Copy every one of the following items word for word, without changing anything.

══ Source material ══

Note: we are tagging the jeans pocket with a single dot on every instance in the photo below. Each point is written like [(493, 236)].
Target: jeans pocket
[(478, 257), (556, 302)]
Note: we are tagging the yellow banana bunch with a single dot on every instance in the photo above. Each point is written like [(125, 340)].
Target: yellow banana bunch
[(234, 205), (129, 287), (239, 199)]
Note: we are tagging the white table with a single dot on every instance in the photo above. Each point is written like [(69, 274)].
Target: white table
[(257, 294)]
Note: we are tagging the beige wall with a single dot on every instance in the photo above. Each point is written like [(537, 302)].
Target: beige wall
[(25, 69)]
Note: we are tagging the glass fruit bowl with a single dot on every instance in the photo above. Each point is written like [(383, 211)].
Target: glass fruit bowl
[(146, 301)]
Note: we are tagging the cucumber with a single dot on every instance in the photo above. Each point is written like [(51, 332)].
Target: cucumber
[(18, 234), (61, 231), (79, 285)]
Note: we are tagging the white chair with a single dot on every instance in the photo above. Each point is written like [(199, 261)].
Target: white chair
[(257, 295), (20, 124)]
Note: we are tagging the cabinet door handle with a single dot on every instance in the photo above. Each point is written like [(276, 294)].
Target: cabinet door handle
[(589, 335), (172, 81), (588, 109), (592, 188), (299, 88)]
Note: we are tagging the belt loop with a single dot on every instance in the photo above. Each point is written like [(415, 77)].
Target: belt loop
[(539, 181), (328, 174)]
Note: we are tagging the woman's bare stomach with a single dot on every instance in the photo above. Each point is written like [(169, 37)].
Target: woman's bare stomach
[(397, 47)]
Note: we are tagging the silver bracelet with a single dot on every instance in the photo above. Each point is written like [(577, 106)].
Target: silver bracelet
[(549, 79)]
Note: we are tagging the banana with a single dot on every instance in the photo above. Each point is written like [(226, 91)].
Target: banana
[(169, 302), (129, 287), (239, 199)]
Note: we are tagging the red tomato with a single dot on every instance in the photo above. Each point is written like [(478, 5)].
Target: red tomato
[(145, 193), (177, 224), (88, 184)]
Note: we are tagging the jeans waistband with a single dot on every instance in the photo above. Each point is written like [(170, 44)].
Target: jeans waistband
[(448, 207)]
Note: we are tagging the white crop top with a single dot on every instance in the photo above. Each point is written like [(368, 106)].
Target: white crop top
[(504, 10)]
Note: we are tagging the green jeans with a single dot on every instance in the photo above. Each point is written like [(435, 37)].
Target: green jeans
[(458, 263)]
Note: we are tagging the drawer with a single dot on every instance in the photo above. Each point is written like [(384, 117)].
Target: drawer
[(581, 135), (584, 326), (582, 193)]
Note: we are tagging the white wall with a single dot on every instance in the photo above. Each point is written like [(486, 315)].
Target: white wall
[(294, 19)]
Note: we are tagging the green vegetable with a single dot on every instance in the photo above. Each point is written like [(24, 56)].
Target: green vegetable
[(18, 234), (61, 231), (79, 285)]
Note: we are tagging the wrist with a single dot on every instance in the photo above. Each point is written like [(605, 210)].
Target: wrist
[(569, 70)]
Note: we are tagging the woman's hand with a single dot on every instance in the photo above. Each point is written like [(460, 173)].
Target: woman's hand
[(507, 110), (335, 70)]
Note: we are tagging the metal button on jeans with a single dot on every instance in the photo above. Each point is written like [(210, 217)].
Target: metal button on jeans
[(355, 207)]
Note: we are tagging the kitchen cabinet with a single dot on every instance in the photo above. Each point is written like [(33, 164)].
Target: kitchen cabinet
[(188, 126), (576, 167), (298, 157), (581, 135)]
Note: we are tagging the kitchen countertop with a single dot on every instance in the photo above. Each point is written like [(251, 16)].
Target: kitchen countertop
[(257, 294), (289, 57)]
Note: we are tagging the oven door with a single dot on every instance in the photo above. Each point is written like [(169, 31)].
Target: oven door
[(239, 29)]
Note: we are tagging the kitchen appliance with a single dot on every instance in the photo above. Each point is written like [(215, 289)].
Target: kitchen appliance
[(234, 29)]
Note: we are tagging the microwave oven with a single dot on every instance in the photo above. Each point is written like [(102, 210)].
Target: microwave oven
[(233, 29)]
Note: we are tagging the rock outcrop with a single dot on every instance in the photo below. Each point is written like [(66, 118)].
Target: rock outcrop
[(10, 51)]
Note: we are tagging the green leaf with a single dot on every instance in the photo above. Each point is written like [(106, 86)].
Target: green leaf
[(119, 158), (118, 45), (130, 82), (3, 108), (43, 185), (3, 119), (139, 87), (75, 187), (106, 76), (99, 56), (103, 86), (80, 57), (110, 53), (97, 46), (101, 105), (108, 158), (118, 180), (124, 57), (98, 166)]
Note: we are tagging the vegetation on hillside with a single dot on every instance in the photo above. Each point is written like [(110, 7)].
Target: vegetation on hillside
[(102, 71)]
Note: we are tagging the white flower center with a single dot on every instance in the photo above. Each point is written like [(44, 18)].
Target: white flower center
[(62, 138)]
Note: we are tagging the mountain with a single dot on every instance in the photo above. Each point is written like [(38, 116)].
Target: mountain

═══

▶ [Response for this exercise]
Note: we are tagging the jeans pocket with a single dot on every instance in the photo below. Each point is written like [(493, 236)].
Target: jeans pocket
[(478, 257), (556, 302)]
Note: we are tagging the yellow banana bunch with a single dot on every instance in the photo above. Each point is written like [(125, 340)].
Target: yellow banana bunch
[(234, 205), (129, 287), (239, 199)]
Note: we are tagging the white table with a single dot on every instance in the photo above. Each point is written like [(69, 274)].
Target: white table
[(257, 294)]
Note: we are tagging the beige wall with a single dot on every instance in the photo above. Each point is written like [(537, 302)].
Target: beige wall
[(25, 69)]
Note: we are tagging the glass fruit bowl with a single dot on every instance in the photo above. Each point is written like [(383, 211)].
Target: glass fruit bowl
[(146, 301)]
Note: we are tagging the cucumber with a single dot on every instance in the photo above. Each point is written like [(51, 332)].
Target: cucumber
[(18, 234), (61, 231), (79, 285)]
Note: we are tagging the white chair with a single dot on every instance in the photo above. Each point is written like [(199, 261)].
Target: white chair
[(257, 295), (20, 124)]
Note: we are tagging the cabinet door handle with a single dot on every instance in the photo above. Each point is written like [(276, 294)].
Target: cabinet door handle
[(589, 335), (172, 81), (588, 109), (592, 188), (299, 88)]
Note: we are tagging the belt loop with a single dot on every instance in the photo above. Each point is written like [(415, 77)].
Target: belt loop
[(539, 181), (328, 174)]
Note: we are tagging the woman's bare stomach with a single dot on every instance in the photo above. Each point is written like [(169, 37)].
Target: woman's bare stomach
[(397, 47)]
Note: we are tagging the silver bracelet with a single dot on every instance in the photo above. Each point is written like [(577, 106)].
Target: silver bracelet
[(549, 79)]
Note: we are tagging the banana with a single dot on every instance in the photo above. Each point is written like [(226, 91)].
Target: banana
[(169, 302), (129, 287), (239, 199)]
Note: we are tagging the red tomato with a single dot on every instance in the photo above. Each point is written like [(478, 5)].
Target: red tomato
[(145, 193), (177, 224), (88, 184)]
Note: we are tagging the jeans waistband with a single dot on every instance in the photo above. Each point is written like [(170, 44)].
Target: jeans waistband
[(448, 207)]
Note: we are tagging the white crop top with a single dot on every instance in the photo above. Each point is written like [(368, 106)].
Target: white crop top
[(504, 10)]
Note: we are tagging the green jeans with a single dot on every instance in the photo above. Each point is written like [(435, 37)].
Target: green jeans
[(458, 263)]
Note: we are tagging the drawer with a single dot on every instance in the photo above. Each point is written like [(384, 117)].
Target: drawer
[(581, 135), (584, 326), (582, 193)]
Note: we are tagging the white wall with a single dot on every instance in the photo above. Each point is written like [(486, 315)].
Target: white wall
[(294, 19)]
Note: we are tagging the green vegetable with a single dot on every instance in the photo above. Each point is written like [(24, 56)].
Target: green vegetable
[(18, 234), (61, 231), (79, 285)]
Note: we are tagging the wrist with a single dot on every instance in the photo above. Each point is written like [(605, 210)].
Target: wrist
[(569, 70)]
Note: we are tagging the woman's hand with a single dot on every instance in the photo above. Each point is written like [(460, 173)].
Target: woman's hand
[(507, 110), (335, 70)]
Note: we are tagging the metal button on jeans with a single dot on every instance in the photo above. Each point is written like [(210, 217)].
Target: metal button on jeans
[(355, 207)]
Note: we are tagging the kitchen cabinet with a single dot on every instance in the photo above. Each point is written like [(33, 164)].
Target: kitchen cabinet
[(188, 126), (576, 167), (298, 157), (581, 135)]
Note: we are tagging the kitchen countertop with a single dot on every instance in the photo above. Each point is written like [(251, 16)].
Target: kitchen countertop
[(257, 294), (289, 57)]
Note: we are tagging the oven door with a single dot on every instance in the photo above. Each point is written like [(169, 31)].
Target: oven door
[(239, 29)]
Note: we are tagging the kitchen appliance with a single dot on every instance in the photo above. Each point is written like [(215, 289)].
Target: kitchen appliance
[(234, 29)]
Note: we are tagging the microwave oven with a single dot on every instance in the photo above. Each point is written like [(102, 210)].
Target: microwave oven
[(233, 29)]
Note: we are tagging the rock outcrop with a single dot on every instance in the photo below. Each point is written like [(66, 118)].
Target: rock outcrop
[(10, 51)]
Note: we are tagging the green leaf with a single dot on every instance in the photo above. Each point is written like [(106, 86)].
Target: green leaf
[(119, 158), (118, 45), (130, 82), (3, 108), (43, 185), (3, 119), (139, 87), (75, 187), (106, 76), (99, 56), (103, 86), (80, 57), (110, 53), (97, 46), (101, 105), (108, 158), (118, 180), (124, 57), (98, 166)]
Note: we are tagging the vegetation on hillside with a single dot on every instance in the photo above. Each point is written like [(110, 7)].
Target: vegetation on hillside
[(102, 71)]
Note: we are tagging the white flower center with a single dot on every instance in the photo above. Each point is written like [(44, 18)].
Target: white flower center
[(62, 138)]
Note: we are tagging the mountain with a single dot on every instance in the photo above. Each point is written like [(38, 116)].
Target: mountain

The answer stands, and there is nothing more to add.